Exercise prompt: For each line in the data below that holds "fingernail", return a copy.

Task inputs:
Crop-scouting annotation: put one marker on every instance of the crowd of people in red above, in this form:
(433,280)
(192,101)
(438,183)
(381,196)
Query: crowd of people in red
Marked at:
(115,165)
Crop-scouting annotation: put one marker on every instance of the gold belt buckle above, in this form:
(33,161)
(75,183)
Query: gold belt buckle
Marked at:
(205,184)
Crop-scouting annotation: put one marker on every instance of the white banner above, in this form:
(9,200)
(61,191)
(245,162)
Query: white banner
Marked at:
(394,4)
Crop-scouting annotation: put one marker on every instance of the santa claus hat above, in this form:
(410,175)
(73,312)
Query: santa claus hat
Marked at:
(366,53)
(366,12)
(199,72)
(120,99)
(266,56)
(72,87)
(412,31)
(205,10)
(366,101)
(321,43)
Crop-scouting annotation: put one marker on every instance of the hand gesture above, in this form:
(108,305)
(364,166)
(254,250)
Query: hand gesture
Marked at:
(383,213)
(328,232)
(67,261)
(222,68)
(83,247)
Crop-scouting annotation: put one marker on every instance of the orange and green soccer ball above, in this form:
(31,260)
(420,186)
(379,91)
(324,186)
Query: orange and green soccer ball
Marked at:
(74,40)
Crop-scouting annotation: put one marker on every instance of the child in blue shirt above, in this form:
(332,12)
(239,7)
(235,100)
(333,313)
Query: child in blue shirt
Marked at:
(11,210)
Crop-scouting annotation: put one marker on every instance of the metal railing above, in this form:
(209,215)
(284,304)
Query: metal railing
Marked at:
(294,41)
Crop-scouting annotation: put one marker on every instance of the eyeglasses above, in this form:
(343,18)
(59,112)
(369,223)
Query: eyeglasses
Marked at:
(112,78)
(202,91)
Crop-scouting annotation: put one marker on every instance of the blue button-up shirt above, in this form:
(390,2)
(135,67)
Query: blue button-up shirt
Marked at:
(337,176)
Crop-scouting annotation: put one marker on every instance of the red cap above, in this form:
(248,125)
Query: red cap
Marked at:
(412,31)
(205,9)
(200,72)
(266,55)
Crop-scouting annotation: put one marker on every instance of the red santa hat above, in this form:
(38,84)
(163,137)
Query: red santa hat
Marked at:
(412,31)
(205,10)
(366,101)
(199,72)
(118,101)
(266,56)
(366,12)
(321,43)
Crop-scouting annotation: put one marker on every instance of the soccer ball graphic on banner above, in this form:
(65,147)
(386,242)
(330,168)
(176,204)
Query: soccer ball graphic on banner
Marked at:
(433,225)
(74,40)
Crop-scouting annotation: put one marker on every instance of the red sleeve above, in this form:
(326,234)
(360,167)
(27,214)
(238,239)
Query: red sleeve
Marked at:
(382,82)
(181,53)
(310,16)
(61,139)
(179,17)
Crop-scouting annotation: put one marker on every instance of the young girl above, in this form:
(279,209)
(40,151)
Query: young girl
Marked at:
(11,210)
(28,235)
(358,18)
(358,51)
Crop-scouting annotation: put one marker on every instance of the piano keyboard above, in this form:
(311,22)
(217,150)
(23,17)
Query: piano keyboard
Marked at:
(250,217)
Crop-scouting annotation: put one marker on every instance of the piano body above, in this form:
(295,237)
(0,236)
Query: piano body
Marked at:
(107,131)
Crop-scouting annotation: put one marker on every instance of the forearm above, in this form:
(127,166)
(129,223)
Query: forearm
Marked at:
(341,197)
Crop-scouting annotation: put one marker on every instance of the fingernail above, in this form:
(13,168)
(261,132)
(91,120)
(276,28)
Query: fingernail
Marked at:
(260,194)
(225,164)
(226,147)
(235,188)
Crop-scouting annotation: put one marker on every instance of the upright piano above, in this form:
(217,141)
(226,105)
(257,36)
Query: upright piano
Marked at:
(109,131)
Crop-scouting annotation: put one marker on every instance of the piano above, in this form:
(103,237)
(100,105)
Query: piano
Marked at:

Result for this task:
Crop-scouting annotation: put one marker on every instance of the fingernail above, in this form:
Query: fingernail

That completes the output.